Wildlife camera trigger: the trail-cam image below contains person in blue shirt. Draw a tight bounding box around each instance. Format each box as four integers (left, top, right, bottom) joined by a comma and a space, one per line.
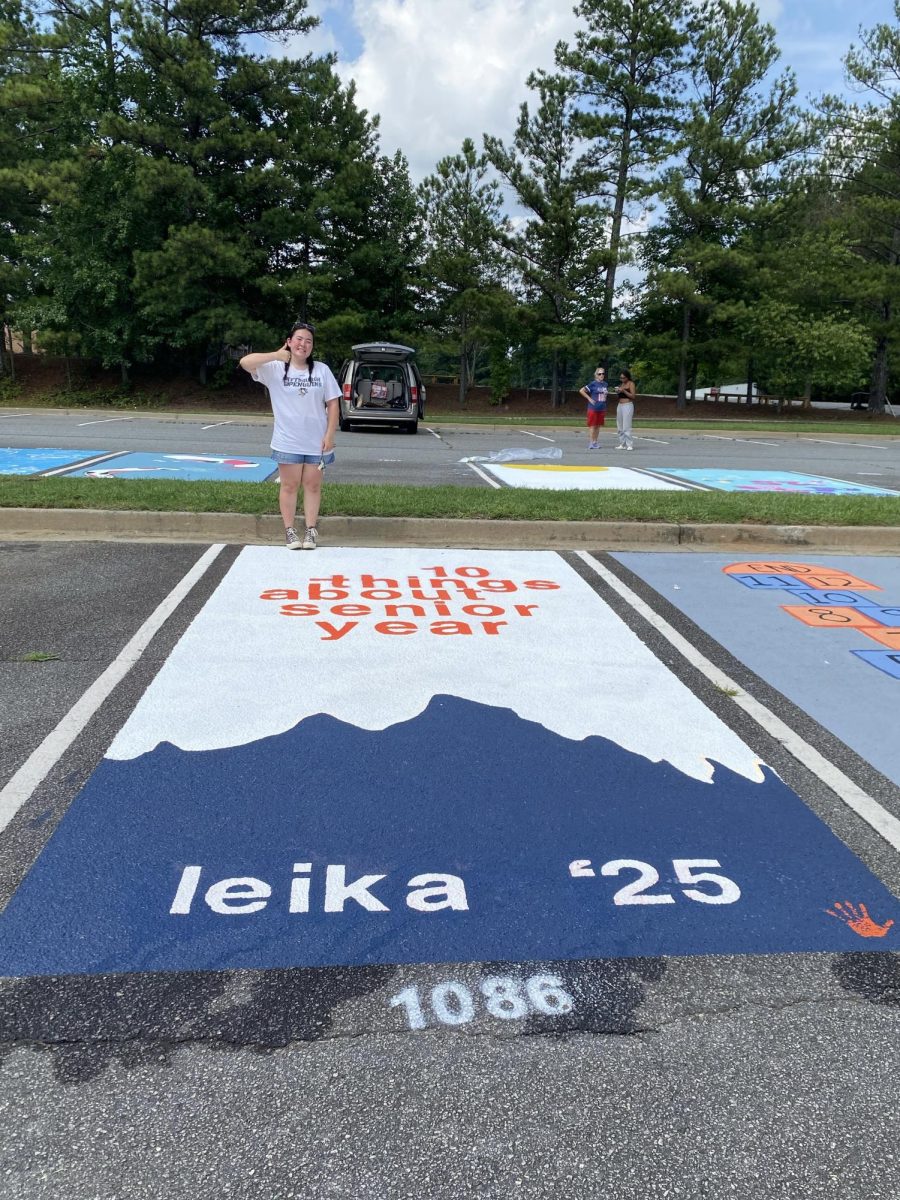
578, 367, 608, 450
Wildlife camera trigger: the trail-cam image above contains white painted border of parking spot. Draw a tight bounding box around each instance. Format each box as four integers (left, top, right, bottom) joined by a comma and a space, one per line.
0, 542, 224, 833
576, 550, 900, 851
77, 416, 137, 430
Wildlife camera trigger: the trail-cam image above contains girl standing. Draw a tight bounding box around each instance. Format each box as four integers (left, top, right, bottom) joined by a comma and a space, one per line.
241, 322, 341, 550
616, 371, 635, 450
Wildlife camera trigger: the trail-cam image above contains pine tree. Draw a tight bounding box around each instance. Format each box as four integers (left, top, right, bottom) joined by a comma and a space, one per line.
418, 138, 506, 404
556, 0, 688, 340
485, 71, 605, 407
643, 0, 803, 408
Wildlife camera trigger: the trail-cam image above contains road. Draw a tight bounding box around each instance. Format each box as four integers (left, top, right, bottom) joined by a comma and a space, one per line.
0, 544, 900, 1200
0, 409, 900, 488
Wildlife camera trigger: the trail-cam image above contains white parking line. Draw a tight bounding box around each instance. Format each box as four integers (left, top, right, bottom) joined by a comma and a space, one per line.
466, 462, 500, 487
0, 545, 224, 832
797, 438, 888, 450
576, 550, 900, 851
77, 416, 136, 430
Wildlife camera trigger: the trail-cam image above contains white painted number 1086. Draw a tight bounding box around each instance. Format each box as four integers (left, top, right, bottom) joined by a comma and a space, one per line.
390, 974, 575, 1030
569, 858, 740, 905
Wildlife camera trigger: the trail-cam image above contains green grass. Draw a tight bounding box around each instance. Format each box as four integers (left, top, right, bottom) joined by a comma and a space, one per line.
0, 475, 900, 526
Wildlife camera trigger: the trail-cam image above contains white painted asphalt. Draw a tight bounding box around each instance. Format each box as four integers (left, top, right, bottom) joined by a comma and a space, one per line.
0, 545, 224, 832
576, 551, 900, 851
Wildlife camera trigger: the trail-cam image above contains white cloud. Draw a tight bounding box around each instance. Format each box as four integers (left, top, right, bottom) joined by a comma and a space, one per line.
338, 0, 577, 180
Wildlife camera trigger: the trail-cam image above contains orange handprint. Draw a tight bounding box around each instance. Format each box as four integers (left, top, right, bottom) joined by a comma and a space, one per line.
826, 900, 894, 937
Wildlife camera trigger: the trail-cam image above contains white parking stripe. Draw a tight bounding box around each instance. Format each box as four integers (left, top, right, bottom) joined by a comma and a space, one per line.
466, 462, 500, 487
0, 545, 224, 832
576, 550, 900, 851
797, 438, 888, 450
77, 416, 136, 430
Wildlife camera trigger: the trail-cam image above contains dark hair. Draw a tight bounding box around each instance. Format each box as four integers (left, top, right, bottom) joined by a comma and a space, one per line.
284, 320, 316, 383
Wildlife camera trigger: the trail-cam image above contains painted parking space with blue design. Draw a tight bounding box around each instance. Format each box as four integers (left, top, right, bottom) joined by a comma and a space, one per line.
0, 448, 277, 482
0, 547, 900, 976
0, 446, 104, 475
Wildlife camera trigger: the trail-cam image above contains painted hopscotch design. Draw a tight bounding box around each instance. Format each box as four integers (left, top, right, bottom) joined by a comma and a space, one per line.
724, 562, 900, 679
0, 547, 898, 979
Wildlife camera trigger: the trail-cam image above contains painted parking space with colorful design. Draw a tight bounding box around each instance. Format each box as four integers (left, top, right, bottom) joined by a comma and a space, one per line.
0, 446, 277, 482
661, 467, 900, 496
613, 553, 900, 784
0, 547, 900, 989
0, 446, 104, 475
485, 462, 685, 492
67, 454, 277, 482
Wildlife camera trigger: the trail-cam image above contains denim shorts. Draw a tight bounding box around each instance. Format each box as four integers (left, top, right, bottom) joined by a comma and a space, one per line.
272, 450, 335, 467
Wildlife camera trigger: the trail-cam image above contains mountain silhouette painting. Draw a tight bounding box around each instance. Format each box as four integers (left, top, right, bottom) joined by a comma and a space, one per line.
0, 696, 900, 976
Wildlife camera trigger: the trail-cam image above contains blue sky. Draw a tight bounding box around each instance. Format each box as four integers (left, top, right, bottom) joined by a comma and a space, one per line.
285, 0, 895, 180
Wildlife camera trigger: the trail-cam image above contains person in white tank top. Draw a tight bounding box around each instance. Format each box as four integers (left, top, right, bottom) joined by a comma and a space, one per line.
241, 322, 341, 550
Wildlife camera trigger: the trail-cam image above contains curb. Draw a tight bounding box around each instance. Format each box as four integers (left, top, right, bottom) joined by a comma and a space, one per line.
0, 509, 900, 554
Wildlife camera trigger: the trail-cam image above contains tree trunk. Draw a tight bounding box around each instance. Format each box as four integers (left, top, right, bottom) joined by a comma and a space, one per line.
458, 314, 469, 408
869, 333, 890, 415
676, 300, 691, 409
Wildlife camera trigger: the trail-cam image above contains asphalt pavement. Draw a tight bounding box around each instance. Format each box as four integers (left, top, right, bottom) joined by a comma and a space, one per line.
0, 409, 900, 488
0, 540, 900, 1200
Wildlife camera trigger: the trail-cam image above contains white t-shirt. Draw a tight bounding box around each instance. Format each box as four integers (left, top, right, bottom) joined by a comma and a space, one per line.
253, 359, 341, 454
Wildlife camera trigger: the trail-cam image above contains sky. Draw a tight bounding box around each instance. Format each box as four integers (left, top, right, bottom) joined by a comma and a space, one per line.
282, 0, 894, 182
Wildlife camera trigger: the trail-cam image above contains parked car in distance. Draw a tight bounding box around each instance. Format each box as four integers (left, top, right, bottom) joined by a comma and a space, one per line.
337, 342, 425, 433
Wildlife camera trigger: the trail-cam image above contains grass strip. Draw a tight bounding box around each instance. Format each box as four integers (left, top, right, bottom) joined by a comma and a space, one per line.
0, 475, 900, 526
426, 413, 900, 438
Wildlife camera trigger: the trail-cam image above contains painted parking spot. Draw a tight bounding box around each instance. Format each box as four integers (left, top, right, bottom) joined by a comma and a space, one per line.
0, 547, 900, 976
67, 454, 277, 482
614, 553, 900, 784
0, 446, 104, 475
664, 467, 900, 496
484, 462, 684, 492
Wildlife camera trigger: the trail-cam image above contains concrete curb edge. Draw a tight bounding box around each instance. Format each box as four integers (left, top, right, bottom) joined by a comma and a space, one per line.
0, 508, 900, 554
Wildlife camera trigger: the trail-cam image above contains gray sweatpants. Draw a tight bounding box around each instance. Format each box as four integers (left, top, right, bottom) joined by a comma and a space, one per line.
616, 400, 635, 450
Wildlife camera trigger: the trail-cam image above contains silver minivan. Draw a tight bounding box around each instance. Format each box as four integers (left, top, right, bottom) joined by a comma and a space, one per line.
338, 342, 425, 433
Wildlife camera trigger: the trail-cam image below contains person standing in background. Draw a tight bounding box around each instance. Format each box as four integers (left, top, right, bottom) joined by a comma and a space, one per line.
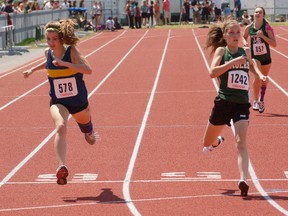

****************

**What is expected:** Rewrite every one of the records above, replacing "trail-cam" with "game camera" each time it appears and leaving everything else the same. Don't include the pictures in your answer.

**Exercise solution:**
Wildlife camera trigger: the game camera image below contains person in blue shirt. Draw a tight bounding box around each instance. Format each box as four integers (left, top, right, bottom) joined by a comma and a space, one per line.
578, 367, 608, 450
Wildlife camera trigger: the game camera image above contains white painted border of parking spot. Draw a tight bounding box around each instance. Format each box as four integers (left, top, right, bottom) joined by a comma and a space, one per line.
0, 542, 224, 833
576, 550, 900, 851
77, 416, 137, 430
Wildlife camera trigger: the game camera image above contains girl standing. Draw a tight bounding box around each instance. Format each box as four integers (left, top, right, bottom) joined by a comma and a space, one per line.
241, 322, 341, 550
616, 371, 635, 450
Wildlife camera trigger: the game camera image above contains pine tree. Draw a tight bounding box around each instance. Format each box as four integers (left, top, right, bottom) joined by a comma and a space, one per line.
418, 138, 506, 404
556, 0, 688, 340
485, 71, 605, 407
643, 0, 803, 408
Wildlife camera trigger: the game camera image above contains road. Draw a tight bounding box around each instance. Format each box as four integers (left, top, right, bottom) joined by a comma and a space, one per line.
0, 544, 900, 1200
0, 409, 900, 488
Wildlife camera trigger: the game camera image above contains white parking line. Draw a tight bounding box around each instance. Format each box as four integers (left, top, right, bottom) joined by a comma and a space, one per line.
466, 462, 500, 487
0, 545, 224, 832
797, 438, 888, 450
576, 550, 900, 851
77, 416, 136, 430
Wildlife camera trigger: the game camera image above contains white painted number 1086. Draw a tight bounding box around each instance. Format each box as four integers (left, top, right, bottom) joined by a comma and a space, one per line.
390, 974, 575, 1030
569, 858, 740, 905
Wildlife camera trigger: the game camera image above contains green grass. Draw a tight bounding box around each instance. Format each box as four integers (left, top, right, bottom) joined by a comma and a space, one per line.
0, 475, 900, 526
Wildlife camera trigger: the game camera image above contains white painted asphalt. Draw a tight bounding box around each instance. Format each box as four integers (left, top, right, bottom) joined by a comma and a space, one per line.
0, 545, 224, 832
576, 551, 900, 851
Wildlife camera trigger: the game camera image above contains white cloud. Draw a tight bounding box around each instance. Format each box as four integers (left, top, right, bottom) joined by a comma and a space, one per line.
338, 0, 577, 180
Wildlife camera trigger: the game camera image above contains orange handprint. Draw a tight bounding box around each instance. Format each box as four integers (left, top, right, bottom) joined by a comma and a space, one per line.
826, 900, 894, 937
Wildlife camera trigger: the game camera image above contains white parking stripe. Draw a tight bounding box around each instance. Format each box as four integers (left, top, right, bottom) joined by a comma and a space, one per line.
466, 462, 500, 487
0, 545, 224, 832
576, 550, 900, 851
797, 438, 888, 450
77, 416, 136, 430
Wildlife camera trigger: the game camera image above contains dark hair. Draw a tight bounding box around each instance. Format each box as four integers (left, top, right, bottom) joined by a comma and a space, one per line.
284, 320, 316, 383
Wildlife camera trigger: the game camera image above contains painted parking space with blue design. Draw a tight bounding box around each instance. Format each box as four integers (left, top, right, bottom) joined by a comma and a space, one per line.
0, 448, 277, 482
0, 547, 900, 976
0, 446, 104, 475
Wildlife camera trigger: the game camera image above contains painted hopscotch design. Draw a tight bounding box around each instance. Format each box as four integers (left, top, right, bottom) joined by a comma and a space, one per line.
724, 562, 900, 679
0, 547, 898, 979
Wildlife camera trigger: the game camera image above contains painted parking space with colorful design. Draw a tight bounding box around each instance. Format each box as four integers (left, top, right, bottom) joined by a comma and a space, one per line.
0, 446, 277, 482
661, 467, 900, 496
613, 553, 900, 784
0, 547, 900, 989
0, 446, 104, 475
485, 462, 685, 492
67, 454, 277, 482
Wildlife camera trigger: the game camera image above contains denim shorts. Draw a tight bounding box around each instance. Format each box as four integers (left, top, right, bottom) joined by a comma and a space, one per line.
272, 450, 335, 467
Wildlife camera trigger: the game camera image above contains mountain silhouette painting. Draw a tight bounding box around each instance. Format each box as four integers (left, top, right, bottom) joined by a comma and a space, one per line.
0, 696, 900, 976
Wildlife camera trigger: the game camera image above contains blue sky. Draw a tight bounding box around each instance. Format each box as four integers (left, top, right, bottom) joined by a comma and a space, one per line.
285, 0, 895, 180
Wildlife camera trigger: the game camera image above contains person in white tank top. Draw a tight bounding box around each instance. Format each box as four integers (left, top, right, bottom) joined by a comma and a space, one per line.
241, 322, 341, 550
Wildlife camera trigger: the game camera image above contains curb. Draw a tight bounding box around each instance. Format each box as four integers (left, top, right, bottom) joined by a comma and a space, one per line.
0, 509, 900, 554
Wildlife camera trigger: the game camera image above contains tree trunk. Draw a tight bounding box around each instance. Format each box as four integers (left, top, right, bottom) joined by a comma and a space, one per line.
458, 314, 469, 408
869, 333, 890, 415
676, 300, 691, 409
Wildlife camera trigger: the game camera image above contains asphalt pavement. Draw a tight bounding box around each instance. Format each box as four integers (left, top, right, bottom) joined by a comma and a space, one per line.
0, 409, 900, 488
0, 540, 900, 1200
Wildlife camera trigger: the game camera image above contains white t-shirt. Draw a tight bounding box around each instance. Format each box as four integers (left, top, right, bottom) joined by a comma and a space, one per line.
253, 359, 341, 454
Wildlife camera trigger: the game camera image above contains sky. Draw a tight bounding box around each instance. Format each box as four integers (left, top, right, bottom) joined by a comma and a space, one per line.
282, 0, 894, 182
Wildlife camera trigger: the game camera image above contains parked car in distance. Draw a tight bounding box around each instance. Format each box as four integers (left, top, right, bottom) joined by a comma and a space, one per line.
337, 342, 425, 433
Wildlife camera trigger: the game camera image above contains grass strip. Draw a tight bounding box around each instance. Format each box as four integers (left, top, right, bottom) joined by a comma and a space, one per line.
0, 475, 900, 526
426, 413, 900, 438
Wildlife camera trigger: the game camera image above contains painted parking spot. Draw a tight bounding box around each instance. Format each box as four integers (left, top, right, bottom) joined by a comma and a space, one per line.
0, 547, 900, 976
67, 454, 277, 482
614, 553, 900, 784
0, 446, 104, 475
664, 467, 900, 496
484, 462, 684, 492
Wildlife camera trigger: the game camera image above contains concrete curb edge. Draw a tight bounding box around each instance. Format each box as four integers (left, top, right, bottom) joined by a comma and a space, one per line.
0, 508, 900, 554
Wildlife camera trigger: the game camera image above contains gray sweatpants. Draw a tight bounding box around each instance. Format each box as four integers (left, top, right, bottom) joined by a comma and a space, one per line.
616, 400, 635, 450
Wildlife camera trigger: the game camera image above contains silver minivan. Draw a tight bounding box around each instance. Format each box as four integers (left, top, right, bottom) joined by a comma and a space, one per line.
338, 342, 425, 433
Wildlife camera trigger: the game camera image below contains person standing in background. Draw a tight bounding box around each instance. Format each box as four integers (left, top, right, bottom) joined by a comma and a space, one per line.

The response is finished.